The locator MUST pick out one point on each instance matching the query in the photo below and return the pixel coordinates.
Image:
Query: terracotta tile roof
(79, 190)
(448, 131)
# # # #
■ **Do this**
Convert the records above into a two-column CSV with the columns "record_text" and "answer", one row per record. Put each value in double quotes and replace its line breaks with spaces.

■ **Result of the task**
record_text,answer
"The locator MUST pick out one point on each instance matching the query in the photo below and return the pixel coordinates. Image: Query: terracotta tile roof","(79, 190) (448, 131)"